Carry on the passage about Amr ibn Abd Wadd and the Battle of the Trench, picking up right after its final sentence.

##### Document passage #####

Amr ibn Abd Wadd (عَمْرُو بْنُ عَبْدِ وَدّ) was a champion of the Quraish tribe. He is most well known for his role during the Battle of the Trench in which he was killed in a duel by Ali ibn Abi Talib.

== Battle of the Trench ==

During the Battle of the Trench in 627 CE, the Quraysh veterans grew impatient with the deadlock. A group of militants led by ‘Amr ibn ‘Abd Wadd and Ikrimah ibn Abi Jahl attempted to thrust through the trench and managed to effect a crossing, occupying a marshy area near the hillock of Sala. 'Amr challenged the Muslims to a duel. Ali volunteered to go, but the prophet told him not to, as Amr was known to be as powerful as 1000 men. But when Ali continued to insist, the prophet gave him permission. Ali accepted the challenge, but Amr did not want to fight the young man. Nonetheless, the duel commenced. Both the fighters got lost in the dust as the duel became intense. When Ali got Amr to the floor he said as leaders you are meant to accept challenges, one is to become Muslim and the second is to carry on fighting him. Finally, the soldiers heard scream(s) which hinted decisive blows, but it was unclear which of the two was successful. From the cloud of dust, a cry came drifting to the ears of the observers; Allahu Akbar, God is the greatest. The confederates were forced to withdraw in a state of panic and confusion. Although the Confederates lost only three men during the encounter, they failed to accomplish anything important.

##### Data to examine #####

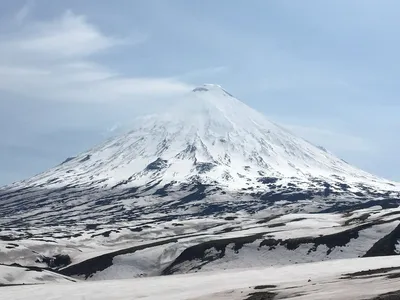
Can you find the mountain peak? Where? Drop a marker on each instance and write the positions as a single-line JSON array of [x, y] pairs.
[[210, 87]]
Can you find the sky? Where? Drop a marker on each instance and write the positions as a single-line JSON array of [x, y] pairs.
[[73, 72]]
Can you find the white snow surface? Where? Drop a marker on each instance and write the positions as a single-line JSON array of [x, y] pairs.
[[317, 281], [209, 126]]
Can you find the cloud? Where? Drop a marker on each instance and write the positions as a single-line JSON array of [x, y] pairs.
[[337, 142], [56, 60], [23, 13]]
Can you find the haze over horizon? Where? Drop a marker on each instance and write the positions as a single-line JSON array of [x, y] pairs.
[[72, 73]]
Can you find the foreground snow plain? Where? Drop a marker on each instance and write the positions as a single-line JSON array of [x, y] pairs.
[[336, 279]]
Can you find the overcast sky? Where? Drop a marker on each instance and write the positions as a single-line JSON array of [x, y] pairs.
[[71, 71]]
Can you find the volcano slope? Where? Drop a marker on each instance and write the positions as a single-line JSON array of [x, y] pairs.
[[208, 185]]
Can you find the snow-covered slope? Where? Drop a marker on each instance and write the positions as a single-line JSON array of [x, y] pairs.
[[209, 154], [374, 278], [210, 134]]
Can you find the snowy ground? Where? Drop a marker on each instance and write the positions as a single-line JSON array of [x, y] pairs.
[[323, 280]]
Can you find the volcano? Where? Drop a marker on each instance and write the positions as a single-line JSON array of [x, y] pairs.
[[210, 154]]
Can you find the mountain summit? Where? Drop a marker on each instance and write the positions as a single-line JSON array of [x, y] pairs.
[[210, 153]]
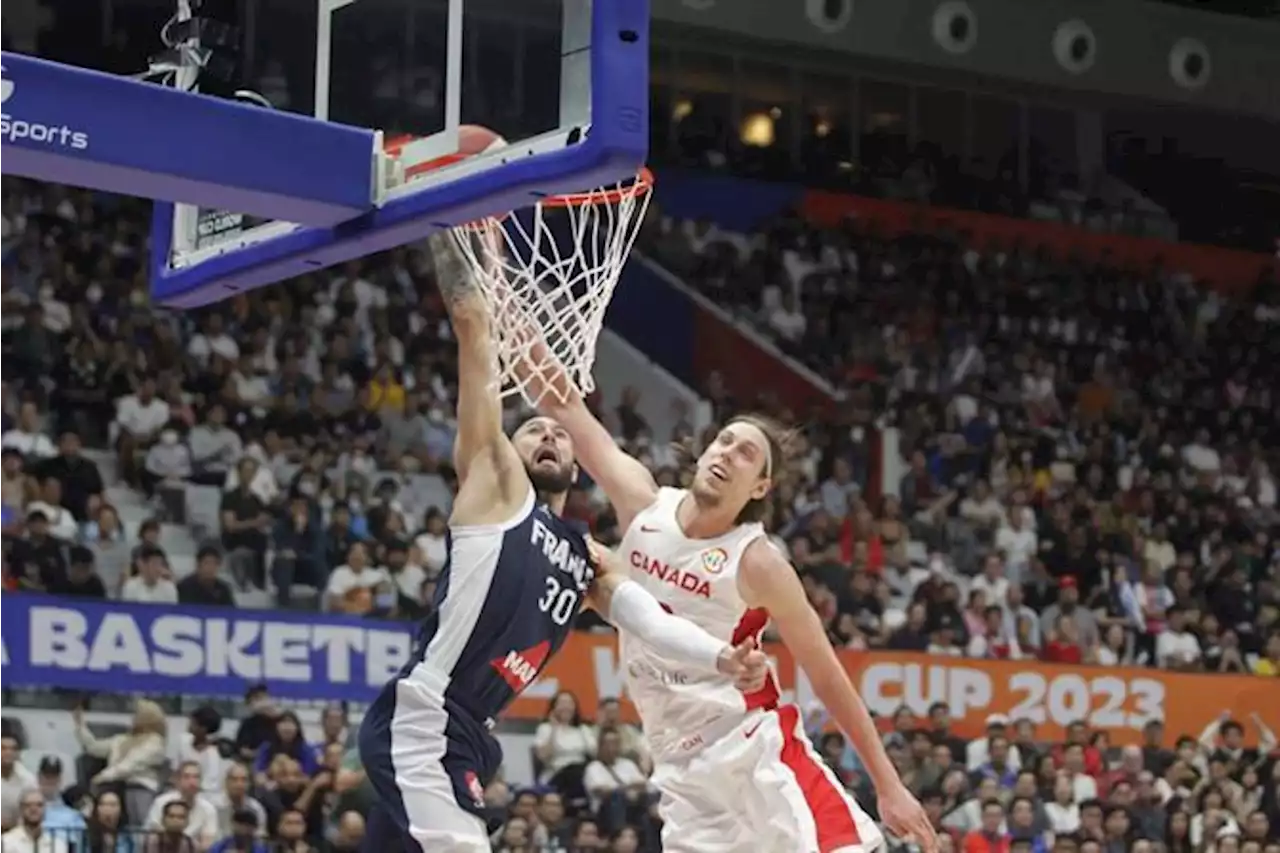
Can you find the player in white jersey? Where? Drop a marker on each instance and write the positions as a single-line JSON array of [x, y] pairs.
[[737, 774]]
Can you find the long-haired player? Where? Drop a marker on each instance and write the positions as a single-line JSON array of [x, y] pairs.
[[516, 576], [704, 555]]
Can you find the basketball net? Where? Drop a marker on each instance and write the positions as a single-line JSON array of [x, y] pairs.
[[547, 276]]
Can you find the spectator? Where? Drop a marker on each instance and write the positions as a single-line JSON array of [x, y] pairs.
[[165, 471], [204, 585], [300, 550], [105, 539], [172, 836], [82, 582], [243, 838], [246, 520], [259, 726], [355, 585], [62, 523], [562, 740], [286, 739], [30, 835], [215, 448], [138, 420], [37, 560], [991, 835], [201, 816], [287, 788], [150, 585], [1063, 811], [78, 478], [201, 748], [13, 487], [1176, 648], [59, 817], [14, 779], [135, 761], [615, 783], [978, 751], [27, 437], [105, 831]]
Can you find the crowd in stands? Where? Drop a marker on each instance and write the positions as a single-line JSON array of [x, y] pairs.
[[1088, 452], [1087, 478]]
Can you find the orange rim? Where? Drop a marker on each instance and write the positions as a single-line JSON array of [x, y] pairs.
[[634, 188]]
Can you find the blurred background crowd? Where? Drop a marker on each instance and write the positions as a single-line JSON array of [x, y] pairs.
[[1080, 473]]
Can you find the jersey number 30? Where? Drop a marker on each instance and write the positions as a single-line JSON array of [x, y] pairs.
[[561, 602]]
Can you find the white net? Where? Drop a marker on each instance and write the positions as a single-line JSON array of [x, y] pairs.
[[548, 274]]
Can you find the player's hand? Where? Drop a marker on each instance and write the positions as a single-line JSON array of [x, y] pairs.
[[905, 817], [602, 557], [746, 664]]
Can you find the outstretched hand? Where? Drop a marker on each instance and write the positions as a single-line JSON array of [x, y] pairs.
[[602, 556], [746, 664], [904, 816]]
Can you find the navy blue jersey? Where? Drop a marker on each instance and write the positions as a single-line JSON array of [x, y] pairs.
[[504, 605]]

#####

Answer to the problem »
According to Joel Hayward, "it is reported "During the Battle of Khandaq in 627... Ali ibn Abi Talib (who later served as Caliph) reportedly subjugated Amr ibn Abd Wadd, a powerful warrior of the Quraysh. Ali was about to deal a death blow when his enemy spat in his face. Ali immediately released him and walked away. He then rejoined battle and managed to slay his enemy."